Google Talk

Sean Egan seanegan at gmail.com
Wed May 23 14:06:48 EDT 2007


On 5/23/07, Nathan Walp <nwalp at pidgin.im> wrote:
> I'm NOT OK with bastardizing the protocol the way Google has.  If I were
> Sean, I'd be at work screaming at the top of my lungs to fix their usage
> of XMPP, rather than expending ANY energy discussing this here.

I don't think that's fair. The XMPP spec is vague on the meanings of
these states. Given the highly-specific nature of RFCs in general, and
the XMPP RFCs in particular, I presume it's purposely vague, to allow
clients and severs to do whatever makes most sense to them.

In this case, "away" is defined simply as:

"The entity or resource is temporarily away."

That sounds, to me, 100% in sync with the Google clients' behavior of
setting this state on computer inactivity.In fact, one of the options
that's arisen in this thread is to have Pidgin match the Google Talk
presence implementation for all XMPP accounts. If you think this
behavior somehow violates the specification, let me know, and I'll see
what I can do. Then I'll remove "Auto-away" from Pidgin, as that also
allows for exactly the same, apparently bastardized, functionality.

This is the first complaint I've ever heard about how Google handles
presence, and I guarantee that if Google were doing something wrong,
I'd hear all about it.
• • • • • • •
*REQUIREMENT A*:
Locate every row that contains the word "hair" and copy each of those rows in full, treating uppercase and lowercase as different.
The rows that come next have no connection to the Google Talk message.

(Pointing and labeling entries)
• • • • • • •
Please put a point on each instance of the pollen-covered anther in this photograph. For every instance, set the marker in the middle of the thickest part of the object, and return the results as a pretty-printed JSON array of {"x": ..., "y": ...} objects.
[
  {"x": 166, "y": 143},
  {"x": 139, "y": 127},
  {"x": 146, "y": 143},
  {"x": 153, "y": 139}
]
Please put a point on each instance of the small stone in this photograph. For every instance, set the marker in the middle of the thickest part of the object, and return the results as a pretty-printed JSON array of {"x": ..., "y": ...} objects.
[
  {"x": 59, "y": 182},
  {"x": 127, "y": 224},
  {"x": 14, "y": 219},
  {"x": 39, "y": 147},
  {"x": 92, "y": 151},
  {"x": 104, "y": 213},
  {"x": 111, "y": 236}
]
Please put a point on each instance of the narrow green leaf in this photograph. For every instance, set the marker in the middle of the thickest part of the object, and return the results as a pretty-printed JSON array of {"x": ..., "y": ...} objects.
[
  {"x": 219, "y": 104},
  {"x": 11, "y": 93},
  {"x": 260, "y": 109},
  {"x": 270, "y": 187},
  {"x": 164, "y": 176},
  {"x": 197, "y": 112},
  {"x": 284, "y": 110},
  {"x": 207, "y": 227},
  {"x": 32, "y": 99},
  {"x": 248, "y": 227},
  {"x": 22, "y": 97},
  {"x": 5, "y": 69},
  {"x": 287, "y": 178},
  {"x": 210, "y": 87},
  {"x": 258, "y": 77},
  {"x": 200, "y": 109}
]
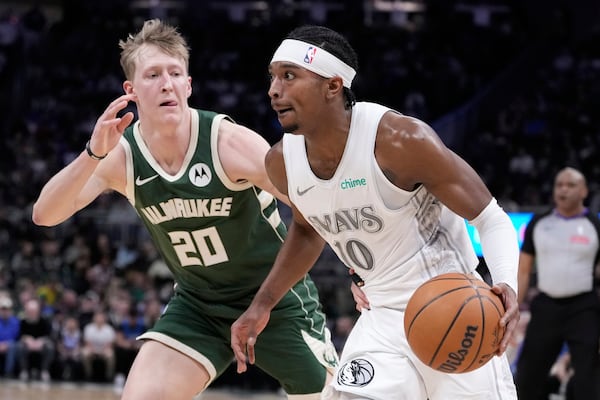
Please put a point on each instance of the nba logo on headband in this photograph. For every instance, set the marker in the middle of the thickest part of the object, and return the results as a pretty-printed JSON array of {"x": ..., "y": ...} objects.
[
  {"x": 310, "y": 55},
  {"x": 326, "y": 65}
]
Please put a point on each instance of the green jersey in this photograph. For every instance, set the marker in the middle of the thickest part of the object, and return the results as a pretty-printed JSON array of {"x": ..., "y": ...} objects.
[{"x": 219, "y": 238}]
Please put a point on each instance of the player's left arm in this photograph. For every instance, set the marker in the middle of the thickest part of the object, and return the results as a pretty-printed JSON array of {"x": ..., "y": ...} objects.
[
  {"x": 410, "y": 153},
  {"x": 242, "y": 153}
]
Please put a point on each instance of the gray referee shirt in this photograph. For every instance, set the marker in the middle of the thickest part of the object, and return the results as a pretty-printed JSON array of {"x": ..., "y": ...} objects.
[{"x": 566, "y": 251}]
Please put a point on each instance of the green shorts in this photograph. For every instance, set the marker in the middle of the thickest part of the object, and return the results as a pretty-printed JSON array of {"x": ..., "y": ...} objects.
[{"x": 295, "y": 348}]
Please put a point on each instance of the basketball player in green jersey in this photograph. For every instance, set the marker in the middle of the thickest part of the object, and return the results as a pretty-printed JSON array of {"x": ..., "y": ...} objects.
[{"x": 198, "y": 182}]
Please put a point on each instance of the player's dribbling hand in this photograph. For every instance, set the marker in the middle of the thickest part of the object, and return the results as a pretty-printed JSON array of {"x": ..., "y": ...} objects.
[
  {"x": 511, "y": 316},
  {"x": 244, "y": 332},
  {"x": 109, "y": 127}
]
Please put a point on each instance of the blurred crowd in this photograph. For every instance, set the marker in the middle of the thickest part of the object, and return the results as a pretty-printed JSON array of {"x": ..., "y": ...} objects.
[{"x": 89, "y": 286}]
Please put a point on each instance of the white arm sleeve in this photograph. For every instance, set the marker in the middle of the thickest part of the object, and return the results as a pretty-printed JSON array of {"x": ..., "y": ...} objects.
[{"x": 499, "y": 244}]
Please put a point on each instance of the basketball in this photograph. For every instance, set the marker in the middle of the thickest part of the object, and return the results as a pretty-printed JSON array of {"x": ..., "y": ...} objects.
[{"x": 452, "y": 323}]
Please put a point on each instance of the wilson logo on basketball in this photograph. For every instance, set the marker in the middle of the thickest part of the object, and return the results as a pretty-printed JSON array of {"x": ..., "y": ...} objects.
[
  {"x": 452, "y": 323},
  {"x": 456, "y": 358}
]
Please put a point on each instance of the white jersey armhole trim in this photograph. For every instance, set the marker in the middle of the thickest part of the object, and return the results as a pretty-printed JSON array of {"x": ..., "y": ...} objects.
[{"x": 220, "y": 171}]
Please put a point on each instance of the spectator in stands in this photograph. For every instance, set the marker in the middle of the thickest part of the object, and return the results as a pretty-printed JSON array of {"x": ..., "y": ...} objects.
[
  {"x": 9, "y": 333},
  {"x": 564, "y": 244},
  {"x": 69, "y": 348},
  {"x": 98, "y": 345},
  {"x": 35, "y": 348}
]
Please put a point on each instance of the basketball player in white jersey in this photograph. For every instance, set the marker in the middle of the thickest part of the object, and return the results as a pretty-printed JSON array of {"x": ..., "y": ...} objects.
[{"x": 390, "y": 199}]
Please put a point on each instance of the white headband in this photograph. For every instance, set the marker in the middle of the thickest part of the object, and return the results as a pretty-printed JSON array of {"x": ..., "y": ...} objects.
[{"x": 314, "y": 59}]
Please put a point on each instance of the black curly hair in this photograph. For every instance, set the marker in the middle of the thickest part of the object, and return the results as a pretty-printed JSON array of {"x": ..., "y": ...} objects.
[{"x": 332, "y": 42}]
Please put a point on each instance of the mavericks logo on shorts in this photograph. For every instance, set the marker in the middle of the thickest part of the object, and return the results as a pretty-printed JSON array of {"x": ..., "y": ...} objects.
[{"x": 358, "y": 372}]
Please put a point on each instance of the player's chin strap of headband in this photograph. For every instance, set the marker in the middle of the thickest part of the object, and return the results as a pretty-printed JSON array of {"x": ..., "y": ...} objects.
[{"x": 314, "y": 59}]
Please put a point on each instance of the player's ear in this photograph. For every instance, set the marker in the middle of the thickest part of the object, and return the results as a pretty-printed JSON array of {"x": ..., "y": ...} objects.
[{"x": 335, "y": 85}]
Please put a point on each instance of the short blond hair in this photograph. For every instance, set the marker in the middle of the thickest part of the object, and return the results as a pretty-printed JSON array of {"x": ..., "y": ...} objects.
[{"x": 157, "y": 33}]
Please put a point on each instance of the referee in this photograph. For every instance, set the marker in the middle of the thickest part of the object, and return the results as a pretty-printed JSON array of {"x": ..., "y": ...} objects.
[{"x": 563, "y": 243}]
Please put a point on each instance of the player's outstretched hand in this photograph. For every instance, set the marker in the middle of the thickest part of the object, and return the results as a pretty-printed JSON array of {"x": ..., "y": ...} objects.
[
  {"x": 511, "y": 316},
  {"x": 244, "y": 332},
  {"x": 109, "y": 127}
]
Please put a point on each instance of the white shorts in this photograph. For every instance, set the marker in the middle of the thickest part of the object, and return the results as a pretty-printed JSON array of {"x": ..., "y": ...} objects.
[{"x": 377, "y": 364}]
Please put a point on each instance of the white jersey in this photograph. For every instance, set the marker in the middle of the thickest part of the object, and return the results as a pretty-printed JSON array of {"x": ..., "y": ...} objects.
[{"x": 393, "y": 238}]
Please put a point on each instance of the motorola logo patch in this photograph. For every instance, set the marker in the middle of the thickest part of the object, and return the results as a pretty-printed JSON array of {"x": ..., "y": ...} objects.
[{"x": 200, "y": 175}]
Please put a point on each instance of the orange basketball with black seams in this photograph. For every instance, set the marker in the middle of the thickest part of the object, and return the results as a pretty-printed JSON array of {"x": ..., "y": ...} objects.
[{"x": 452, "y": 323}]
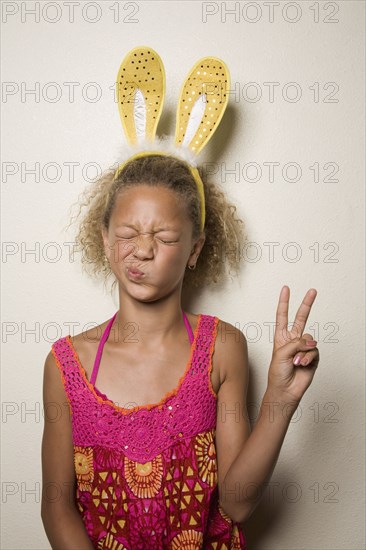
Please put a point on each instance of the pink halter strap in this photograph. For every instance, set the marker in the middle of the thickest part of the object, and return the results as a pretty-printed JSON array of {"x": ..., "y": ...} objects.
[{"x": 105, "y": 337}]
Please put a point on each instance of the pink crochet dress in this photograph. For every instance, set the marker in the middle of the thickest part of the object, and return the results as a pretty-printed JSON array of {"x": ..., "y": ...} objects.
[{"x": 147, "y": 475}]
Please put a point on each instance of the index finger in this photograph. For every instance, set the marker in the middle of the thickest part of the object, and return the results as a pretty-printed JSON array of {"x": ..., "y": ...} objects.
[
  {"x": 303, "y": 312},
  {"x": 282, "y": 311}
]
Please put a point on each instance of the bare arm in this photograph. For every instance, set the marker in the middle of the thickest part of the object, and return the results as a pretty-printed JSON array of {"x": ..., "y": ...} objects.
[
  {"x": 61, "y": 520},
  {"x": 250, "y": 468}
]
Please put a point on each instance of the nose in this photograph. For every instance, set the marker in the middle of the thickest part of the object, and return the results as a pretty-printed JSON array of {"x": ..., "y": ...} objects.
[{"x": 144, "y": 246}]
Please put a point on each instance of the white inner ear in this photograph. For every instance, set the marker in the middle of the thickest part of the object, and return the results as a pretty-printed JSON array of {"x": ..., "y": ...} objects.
• • • • • • •
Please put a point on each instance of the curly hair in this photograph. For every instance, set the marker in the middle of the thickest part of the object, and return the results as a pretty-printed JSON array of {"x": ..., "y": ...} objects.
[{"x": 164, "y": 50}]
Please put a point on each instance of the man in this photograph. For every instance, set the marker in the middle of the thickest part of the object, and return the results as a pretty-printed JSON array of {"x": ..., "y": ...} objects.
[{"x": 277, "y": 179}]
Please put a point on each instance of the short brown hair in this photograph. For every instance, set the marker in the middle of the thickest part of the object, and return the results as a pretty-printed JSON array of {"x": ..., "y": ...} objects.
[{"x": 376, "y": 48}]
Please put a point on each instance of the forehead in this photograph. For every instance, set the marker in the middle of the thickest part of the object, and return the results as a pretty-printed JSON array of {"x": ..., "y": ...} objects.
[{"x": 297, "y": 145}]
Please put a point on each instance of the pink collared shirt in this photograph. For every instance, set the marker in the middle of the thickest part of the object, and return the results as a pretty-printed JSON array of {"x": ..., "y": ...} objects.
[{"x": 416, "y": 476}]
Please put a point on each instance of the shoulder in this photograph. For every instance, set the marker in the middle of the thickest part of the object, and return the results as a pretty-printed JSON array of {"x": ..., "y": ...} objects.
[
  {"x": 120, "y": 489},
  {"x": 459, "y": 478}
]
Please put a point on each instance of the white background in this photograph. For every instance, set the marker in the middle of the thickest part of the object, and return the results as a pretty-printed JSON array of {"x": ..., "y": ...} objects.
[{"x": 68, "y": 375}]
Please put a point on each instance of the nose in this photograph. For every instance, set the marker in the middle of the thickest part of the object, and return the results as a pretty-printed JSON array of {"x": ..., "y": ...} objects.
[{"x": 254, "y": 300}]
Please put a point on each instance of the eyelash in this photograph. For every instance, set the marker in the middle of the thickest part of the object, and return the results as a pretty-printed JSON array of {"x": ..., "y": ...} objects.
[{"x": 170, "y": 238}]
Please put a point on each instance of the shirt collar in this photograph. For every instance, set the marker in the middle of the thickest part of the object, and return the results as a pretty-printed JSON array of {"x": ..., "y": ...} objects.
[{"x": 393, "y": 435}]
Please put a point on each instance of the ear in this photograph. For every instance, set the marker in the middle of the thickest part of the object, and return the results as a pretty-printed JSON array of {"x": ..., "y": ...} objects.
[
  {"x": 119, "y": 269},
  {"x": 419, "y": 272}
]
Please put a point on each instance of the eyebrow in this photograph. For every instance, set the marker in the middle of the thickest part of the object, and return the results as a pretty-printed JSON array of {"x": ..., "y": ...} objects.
• • • • • • •
*REQUIREMENT B*:
Return the passage of the Google Talk message starting with "This is the" and going on through "all about it.", copied word for word.

*EXPECTED ANSWER A*:
Please put a point on each instance of the black curly hair in this photograph. For every instance, set the marker in the middle of the thickest part of the object, and return the results as a pretty-printed JSON array of {"x": ..., "y": ...} objects.
Please put a point on each instance of the short blond hair in this photograph. For every instance, set the marker in the middle of the thickest part of the object, and return the results as a pretty-printed JSON array of {"x": ..., "y": ...} objects.
Please put a point on each instance of the curly hair in this photograph. For every instance, set the marker in the middle of the thickest part of the object, and return the results as a pretty-printed JSON array of {"x": ..., "y": ...} objects.
Please put a point on each instance of the short brown hair in this photograph. For every instance, set the marker in the middle of the thickest part of the object, and return the results as a pretty-printed JSON array of {"x": ..., "y": ...} objects.

*EXPECTED ANSWER B*:
This is the first complaint I've ever heard about how Google handles
presence, and I guarantee that if Google were doing something wrong,
I'd hear all about it.